Showing posts with label In-migration. Show all posts
Showing posts with label In-migration. Show all posts

Monday, 23 September 2019

Don't blame the English


There are two aspects of yesterday’s report that English people living in Wales tilted the vote towards ‘leave’ in the 2016 referendum which cause me concern.
The first is mathematical.  It is probably true that English-born residents of Wales, especially those in the older age groups, voted more strongly for leave than did those born in Wales.  It is also probably true that, if only those born in Wales had been allowed to vote, then the outcome would have been different.  With a majority as small (in overall terms) as 82,000, it is easy enough to identify a particular demographic and say that, ‘but for them, the result would have been different’.  But a mathematical majority whose size just happens to coincide with the number of people in one group doesn’t make that group ‘responsible’ – and it isn’t the only group that could be identified in this way.  English in-migration doesn’t account for the results in places like Blaenau Gwent – indeed, the majority for leave was at its highest in some of the counties where the proportion of English-born residents is at its lowest.  Whilst the votes cast by English-born residents might have been sufficient to sway the overall national result, those votes cannot explain some of the more localised majorities.
And that brings me to my second concern.  There will be those who choose to interpret results like this in a way which blames ‘the English’ for the outcome, and which leads to complacency about the fact that so many native Welsh voters also supported leave.  The Anglo-British nationalism which drove the Brexit vote is not an alien philosophy here in Wales, no matter how much some of us might wish that it were so.  Welsh people are not somehow immune to the curse of xenophobia, the desire to blame ‘others’ for our relative poverty, or the propaganda of the tabloids.  Concentrating attention on those who have moved in would be a diversion and a cop-out.

Tuesday, 14 April 2015

Froth and soundbites

I’m not sure that last week’s exchange of exposés of what two candidates in Ceredigion have written in the past tells us much more than (a) that politicians can be much too quick off the mark in responding to headlines and tweets without bothering to check the detail, and (b) that some of them don’t really care about the truth; they just know that mud sticks.  Personally, I think that there’s far too much concentration on all sides on views held or expressed in the past, when what really matters is what the individuals really think now.
The underlying issue, about racism in Wales, is a serious one, and simply exchanging insults doesn’t help to address that issue.  From personal experience, I can say that I have certainly met with racist views on the doorstep over the years.  I can remember one gentleman from the English Midlands, living in a rural village where most of the residents spoke daily a language which was incomprehensible to him, telling me that they’d moved there “…to be amongst our own people”.  Not exactly an outright expression of racism but the meaning was clear, even if the irony was completely lost on him.  And I’m certain that anyone who claims not to have encountered such an attitude on the doorstep in rural Wales has either not done very much canvassing or else not listened to what was being said.

+ + +

:: What this exercise asks ::
a) List every geographic place name that appears in the blog posts above.
b) Reproduce the blog posts word for word between "There are two" and "cause me concern.", inclusive.

:: Study material ::
+ + +

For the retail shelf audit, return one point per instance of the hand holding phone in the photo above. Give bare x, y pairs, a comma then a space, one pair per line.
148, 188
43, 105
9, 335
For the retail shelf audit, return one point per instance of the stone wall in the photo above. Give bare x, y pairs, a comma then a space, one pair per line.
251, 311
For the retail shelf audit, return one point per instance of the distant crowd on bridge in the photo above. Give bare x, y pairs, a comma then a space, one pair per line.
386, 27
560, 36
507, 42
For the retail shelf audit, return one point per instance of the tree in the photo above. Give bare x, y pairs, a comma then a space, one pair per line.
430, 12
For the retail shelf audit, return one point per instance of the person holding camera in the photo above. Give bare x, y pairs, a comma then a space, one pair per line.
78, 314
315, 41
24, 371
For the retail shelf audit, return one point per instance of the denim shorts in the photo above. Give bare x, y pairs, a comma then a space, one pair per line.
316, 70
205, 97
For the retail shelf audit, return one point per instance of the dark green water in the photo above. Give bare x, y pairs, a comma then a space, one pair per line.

+ + +

:: Exercise results ::
a) Wales, Blaenau Gwent, Ceredigion, the English Midlands

b)
There are two aspects of yesterday’s report that English people living in Wales tilted the vote towards ‘leave’ in the 2016 referendum which cause me concern.